BEGIN Extracted text

1. Venerable Bede, in his Epitome to his History, says: “cui (h. e. Eleutherius) literas Britanniæ Lucius mittens, ut Christianus efficeretur petiit et impetravit."

2. Nennius, Hist. Brit. sect. 22, Ed. Stev. “ Lucius Britannicus rex cum omnibus regulis totius Britannicæ gentis baptismum suscepit."

3. Liber Laudavensis, supposed to have been compiled about the beginning of the twelfth century : “ Hic (Eleutherius) accepit epistolam a Lucio Brit. Reg. ut Christianus efficeretur per ejus mandatum.”

4. Geoffrey of Monmouth, Paris edition, 1517, fol. 33: “Coillo successit filius ejus Lucius qui ad fidem Christianam anhelans ad summam pontificem mittit, ut ab eo baptisma sacrum recipiat una cum suis subditis."

5. So also Platina, in Vit. Eleuth., and Nauclerus, in Chronograph, and Philip Bergomensis, and Hector Boethius, all of them mention baptism, directly or indirectly, and leave no doubt in our minds as to the mission to Rome being connected with his first conversion to Christianity, and in no instance, as far as the writer's observation goes, do they assume, as Mr. Williams does, that he was a Christian long before. It is very true and a sa testimony on the side of Mr. Williams it is here mentioned—the Magdeburg Centuriators, cent. ii. fol. 6, give the following as a reason for the mission : “ Accersiti sunt plures Doctores; qui eas scintillas, quas antea habuerunt, sursus accenderent." These words, then, imply, as far as they go, that Christianity was here before. But their single testimony can never be expected to outweigh the united voice of antiquity, especially when their wellknown inaccuracy in other matters is thrown into the scale. Besides, we think we can prove, by a fair deduction, that Christianity was not in Siluria before the time of Lucius—as also how it came there—and by what means.

And it was to shew how much our proof agreed with the general voice of tradition that the quotations above were adduced, not that any assistance was expected from them further than a confirmation of the following inquiry.

END Extracted text
BEGIN Data rows

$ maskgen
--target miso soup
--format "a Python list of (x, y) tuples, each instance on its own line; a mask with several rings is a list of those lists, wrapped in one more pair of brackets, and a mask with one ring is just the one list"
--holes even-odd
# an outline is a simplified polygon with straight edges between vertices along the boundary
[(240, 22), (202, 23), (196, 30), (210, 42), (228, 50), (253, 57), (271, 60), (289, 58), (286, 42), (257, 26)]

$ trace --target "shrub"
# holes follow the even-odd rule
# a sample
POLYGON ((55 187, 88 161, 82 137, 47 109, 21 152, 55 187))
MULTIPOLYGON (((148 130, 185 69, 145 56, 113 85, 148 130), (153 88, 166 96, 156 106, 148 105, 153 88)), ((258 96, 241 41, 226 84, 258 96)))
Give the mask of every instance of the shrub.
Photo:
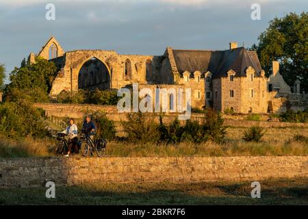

END Data rows

• Exercise requirements
According to the text on King Lucius, when is the Liber Laudavensis supposed to have been compiled?

• Expected output
About the beginning of the twelfth century.